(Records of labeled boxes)
+++

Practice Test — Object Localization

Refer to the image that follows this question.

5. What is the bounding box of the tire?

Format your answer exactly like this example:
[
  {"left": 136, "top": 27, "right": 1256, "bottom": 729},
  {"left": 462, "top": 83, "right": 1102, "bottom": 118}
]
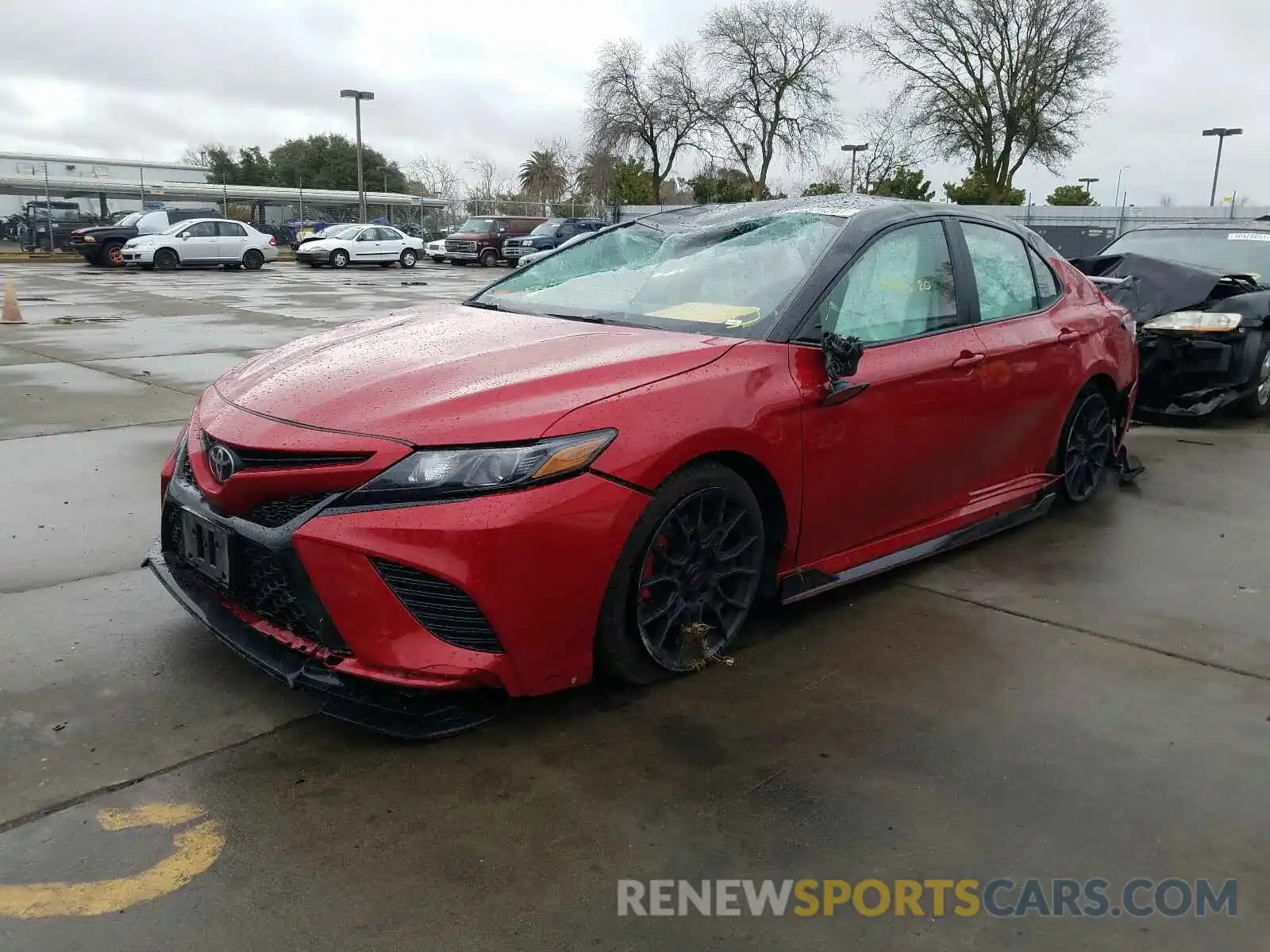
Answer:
[
  {"left": 98, "top": 241, "right": 123, "bottom": 268},
  {"left": 595, "top": 463, "right": 766, "bottom": 684},
  {"left": 1054, "top": 385, "right": 1115, "bottom": 505},
  {"left": 1234, "top": 332, "right": 1270, "bottom": 419}
]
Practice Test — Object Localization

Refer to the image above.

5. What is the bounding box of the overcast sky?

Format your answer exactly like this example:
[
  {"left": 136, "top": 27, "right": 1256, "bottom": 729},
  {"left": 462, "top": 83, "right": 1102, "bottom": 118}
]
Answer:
[{"left": 0, "top": 0, "right": 1270, "bottom": 205}]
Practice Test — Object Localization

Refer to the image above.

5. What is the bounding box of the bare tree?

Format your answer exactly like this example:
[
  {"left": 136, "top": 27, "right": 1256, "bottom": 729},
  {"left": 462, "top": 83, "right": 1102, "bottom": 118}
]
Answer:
[
  {"left": 701, "top": 0, "right": 849, "bottom": 199},
  {"left": 405, "top": 155, "right": 464, "bottom": 220},
  {"left": 853, "top": 0, "right": 1118, "bottom": 201},
  {"left": 586, "top": 40, "right": 706, "bottom": 202}
]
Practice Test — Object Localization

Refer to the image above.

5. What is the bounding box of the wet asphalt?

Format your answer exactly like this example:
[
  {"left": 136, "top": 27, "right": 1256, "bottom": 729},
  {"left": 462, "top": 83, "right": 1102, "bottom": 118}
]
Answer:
[{"left": 0, "top": 263, "right": 1270, "bottom": 952}]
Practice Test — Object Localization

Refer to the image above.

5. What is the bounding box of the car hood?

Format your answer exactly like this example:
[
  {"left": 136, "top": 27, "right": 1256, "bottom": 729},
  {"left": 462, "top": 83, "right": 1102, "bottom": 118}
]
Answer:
[{"left": 214, "top": 305, "right": 738, "bottom": 446}]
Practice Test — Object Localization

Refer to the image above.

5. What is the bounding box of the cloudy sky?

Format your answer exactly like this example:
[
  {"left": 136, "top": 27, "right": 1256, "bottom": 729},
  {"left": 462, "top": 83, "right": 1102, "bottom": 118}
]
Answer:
[{"left": 0, "top": 0, "right": 1270, "bottom": 205}]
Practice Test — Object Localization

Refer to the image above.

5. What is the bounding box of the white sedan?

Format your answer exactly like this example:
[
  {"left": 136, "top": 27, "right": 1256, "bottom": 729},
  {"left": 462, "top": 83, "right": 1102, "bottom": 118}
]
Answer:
[
  {"left": 122, "top": 218, "right": 278, "bottom": 271},
  {"left": 296, "top": 225, "right": 423, "bottom": 268}
]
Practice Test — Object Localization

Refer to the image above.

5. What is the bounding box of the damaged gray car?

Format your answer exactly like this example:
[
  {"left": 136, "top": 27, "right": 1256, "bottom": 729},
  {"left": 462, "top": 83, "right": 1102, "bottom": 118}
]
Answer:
[{"left": 1072, "top": 222, "right": 1270, "bottom": 423}]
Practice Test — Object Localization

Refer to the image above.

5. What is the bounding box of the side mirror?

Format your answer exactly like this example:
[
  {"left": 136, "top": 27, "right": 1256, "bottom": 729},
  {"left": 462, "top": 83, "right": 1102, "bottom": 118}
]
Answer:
[{"left": 821, "top": 330, "right": 868, "bottom": 404}]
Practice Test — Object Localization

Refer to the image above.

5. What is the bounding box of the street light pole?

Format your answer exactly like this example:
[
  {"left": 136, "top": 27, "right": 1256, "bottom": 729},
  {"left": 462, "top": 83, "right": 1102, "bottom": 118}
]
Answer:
[
  {"left": 339, "top": 89, "right": 375, "bottom": 224},
  {"left": 842, "top": 142, "right": 868, "bottom": 194},
  {"left": 1203, "top": 125, "right": 1243, "bottom": 208}
]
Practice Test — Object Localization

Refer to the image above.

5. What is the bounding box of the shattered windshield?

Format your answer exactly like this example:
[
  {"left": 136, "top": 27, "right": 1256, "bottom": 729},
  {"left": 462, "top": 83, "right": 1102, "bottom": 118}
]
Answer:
[
  {"left": 475, "top": 212, "right": 846, "bottom": 339},
  {"left": 1103, "top": 228, "right": 1270, "bottom": 284}
]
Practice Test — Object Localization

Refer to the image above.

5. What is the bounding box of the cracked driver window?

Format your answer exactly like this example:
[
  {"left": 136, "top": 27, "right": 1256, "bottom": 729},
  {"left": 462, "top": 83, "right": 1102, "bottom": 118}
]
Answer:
[{"left": 818, "top": 222, "right": 957, "bottom": 344}]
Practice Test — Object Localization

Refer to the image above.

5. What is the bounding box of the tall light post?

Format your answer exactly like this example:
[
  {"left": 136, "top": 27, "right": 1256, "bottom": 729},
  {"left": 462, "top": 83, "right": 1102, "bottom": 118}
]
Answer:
[
  {"left": 339, "top": 89, "right": 375, "bottom": 222},
  {"left": 1204, "top": 125, "right": 1243, "bottom": 208},
  {"left": 842, "top": 142, "right": 868, "bottom": 193}
]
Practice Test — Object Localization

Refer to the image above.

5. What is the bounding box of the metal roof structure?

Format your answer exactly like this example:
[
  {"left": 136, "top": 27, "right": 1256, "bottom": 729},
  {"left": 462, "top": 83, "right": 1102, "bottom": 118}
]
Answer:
[{"left": 0, "top": 174, "right": 446, "bottom": 208}]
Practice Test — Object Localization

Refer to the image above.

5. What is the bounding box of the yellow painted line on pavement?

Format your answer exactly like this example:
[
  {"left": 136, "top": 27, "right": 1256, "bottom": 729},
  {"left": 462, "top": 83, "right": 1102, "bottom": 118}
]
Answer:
[{"left": 0, "top": 804, "right": 225, "bottom": 919}]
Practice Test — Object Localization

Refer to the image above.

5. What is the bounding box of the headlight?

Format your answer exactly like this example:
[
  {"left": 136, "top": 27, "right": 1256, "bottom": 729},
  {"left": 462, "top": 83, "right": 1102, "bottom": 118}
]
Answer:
[
  {"left": 343, "top": 430, "right": 618, "bottom": 505},
  {"left": 1141, "top": 311, "right": 1242, "bottom": 334}
]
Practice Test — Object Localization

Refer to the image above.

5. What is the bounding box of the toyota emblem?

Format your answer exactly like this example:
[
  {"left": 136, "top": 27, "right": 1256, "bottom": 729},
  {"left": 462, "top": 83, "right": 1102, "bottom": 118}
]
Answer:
[{"left": 207, "top": 443, "right": 239, "bottom": 482}]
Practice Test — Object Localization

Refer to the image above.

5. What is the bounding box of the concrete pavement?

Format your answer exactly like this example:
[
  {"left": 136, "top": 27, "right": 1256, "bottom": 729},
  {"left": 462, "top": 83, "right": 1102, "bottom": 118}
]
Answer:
[{"left": 0, "top": 257, "right": 1270, "bottom": 952}]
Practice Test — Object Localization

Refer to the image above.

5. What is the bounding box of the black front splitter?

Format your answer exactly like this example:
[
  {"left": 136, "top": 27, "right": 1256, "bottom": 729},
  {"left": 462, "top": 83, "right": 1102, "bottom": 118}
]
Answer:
[{"left": 142, "top": 542, "right": 506, "bottom": 740}]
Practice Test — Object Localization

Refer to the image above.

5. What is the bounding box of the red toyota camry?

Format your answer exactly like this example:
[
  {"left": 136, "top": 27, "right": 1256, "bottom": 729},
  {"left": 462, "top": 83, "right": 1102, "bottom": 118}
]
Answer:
[{"left": 148, "top": 197, "right": 1137, "bottom": 736}]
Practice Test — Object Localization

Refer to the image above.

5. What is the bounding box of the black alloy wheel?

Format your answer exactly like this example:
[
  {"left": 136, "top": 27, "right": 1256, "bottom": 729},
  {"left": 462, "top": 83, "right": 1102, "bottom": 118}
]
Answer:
[{"left": 1059, "top": 390, "right": 1115, "bottom": 503}]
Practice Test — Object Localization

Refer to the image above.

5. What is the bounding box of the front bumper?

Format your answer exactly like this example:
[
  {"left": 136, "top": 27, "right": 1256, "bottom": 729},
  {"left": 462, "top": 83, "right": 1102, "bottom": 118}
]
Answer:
[
  {"left": 1134, "top": 330, "right": 1261, "bottom": 421},
  {"left": 121, "top": 245, "right": 155, "bottom": 264},
  {"left": 146, "top": 419, "right": 648, "bottom": 736}
]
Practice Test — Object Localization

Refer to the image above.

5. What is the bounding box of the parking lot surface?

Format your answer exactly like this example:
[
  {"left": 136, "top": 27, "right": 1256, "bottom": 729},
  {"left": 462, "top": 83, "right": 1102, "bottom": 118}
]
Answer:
[{"left": 0, "top": 257, "right": 1270, "bottom": 952}]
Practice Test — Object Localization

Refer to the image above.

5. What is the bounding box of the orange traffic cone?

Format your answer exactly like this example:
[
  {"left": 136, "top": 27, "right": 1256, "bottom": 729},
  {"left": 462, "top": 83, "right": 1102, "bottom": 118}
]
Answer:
[{"left": 0, "top": 281, "right": 27, "bottom": 324}]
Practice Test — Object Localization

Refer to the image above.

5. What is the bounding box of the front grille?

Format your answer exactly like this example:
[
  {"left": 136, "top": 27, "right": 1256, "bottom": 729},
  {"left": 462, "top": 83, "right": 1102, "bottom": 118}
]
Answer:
[
  {"left": 244, "top": 493, "right": 332, "bottom": 529},
  {"left": 161, "top": 503, "right": 348, "bottom": 652},
  {"left": 371, "top": 559, "right": 503, "bottom": 652},
  {"left": 203, "top": 433, "right": 371, "bottom": 470}
]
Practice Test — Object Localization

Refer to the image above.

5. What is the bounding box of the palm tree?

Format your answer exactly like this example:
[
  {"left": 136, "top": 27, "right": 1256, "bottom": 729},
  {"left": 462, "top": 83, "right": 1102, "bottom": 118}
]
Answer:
[{"left": 521, "top": 148, "right": 569, "bottom": 212}]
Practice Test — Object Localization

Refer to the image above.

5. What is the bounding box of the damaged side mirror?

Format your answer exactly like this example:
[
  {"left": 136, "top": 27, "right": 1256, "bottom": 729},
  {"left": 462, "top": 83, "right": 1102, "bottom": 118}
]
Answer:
[{"left": 821, "top": 330, "right": 868, "bottom": 405}]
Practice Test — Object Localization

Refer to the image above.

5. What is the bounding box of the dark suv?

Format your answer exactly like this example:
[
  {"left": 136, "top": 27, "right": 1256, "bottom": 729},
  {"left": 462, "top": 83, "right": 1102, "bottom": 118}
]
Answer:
[
  {"left": 446, "top": 214, "right": 544, "bottom": 268},
  {"left": 503, "top": 218, "right": 607, "bottom": 264},
  {"left": 70, "top": 208, "right": 221, "bottom": 268}
]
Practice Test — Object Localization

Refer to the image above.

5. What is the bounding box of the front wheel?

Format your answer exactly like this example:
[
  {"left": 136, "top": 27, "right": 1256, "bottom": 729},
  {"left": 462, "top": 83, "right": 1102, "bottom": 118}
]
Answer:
[
  {"left": 1236, "top": 334, "right": 1270, "bottom": 417},
  {"left": 1056, "top": 387, "right": 1115, "bottom": 504},
  {"left": 595, "top": 463, "right": 766, "bottom": 684}
]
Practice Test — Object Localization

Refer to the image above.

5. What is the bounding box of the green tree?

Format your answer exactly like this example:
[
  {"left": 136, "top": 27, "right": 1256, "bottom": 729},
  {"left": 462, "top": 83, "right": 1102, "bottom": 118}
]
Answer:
[
  {"left": 853, "top": 0, "right": 1118, "bottom": 205},
  {"left": 1045, "top": 186, "right": 1097, "bottom": 205},
  {"left": 688, "top": 169, "right": 756, "bottom": 205},
  {"left": 870, "top": 167, "right": 935, "bottom": 202},
  {"left": 269, "top": 133, "right": 405, "bottom": 192},
  {"left": 519, "top": 148, "right": 569, "bottom": 203},
  {"left": 944, "top": 171, "right": 1027, "bottom": 205},
  {"left": 614, "top": 159, "right": 654, "bottom": 205}
]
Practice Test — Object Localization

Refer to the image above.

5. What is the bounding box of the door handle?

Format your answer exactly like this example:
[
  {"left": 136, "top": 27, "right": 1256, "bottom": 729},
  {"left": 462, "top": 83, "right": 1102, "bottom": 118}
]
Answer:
[{"left": 952, "top": 351, "right": 988, "bottom": 370}]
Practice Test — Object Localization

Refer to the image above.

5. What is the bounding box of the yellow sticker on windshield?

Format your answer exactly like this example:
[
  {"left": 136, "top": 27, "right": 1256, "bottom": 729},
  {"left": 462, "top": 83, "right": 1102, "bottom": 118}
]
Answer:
[{"left": 652, "top": 301, "right": 764, "bottom": 328}]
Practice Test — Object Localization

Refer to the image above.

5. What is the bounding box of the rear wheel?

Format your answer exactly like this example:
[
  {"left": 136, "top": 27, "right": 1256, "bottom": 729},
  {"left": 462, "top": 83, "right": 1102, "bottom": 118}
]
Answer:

+++

- EXERCISE GOAL
Return every line of the records above that contains the word "pavement".

- THE RESULT
5. What is the bounding box of the yellow painted line on pavement?
5. What is the bounding box of the concrete pavement?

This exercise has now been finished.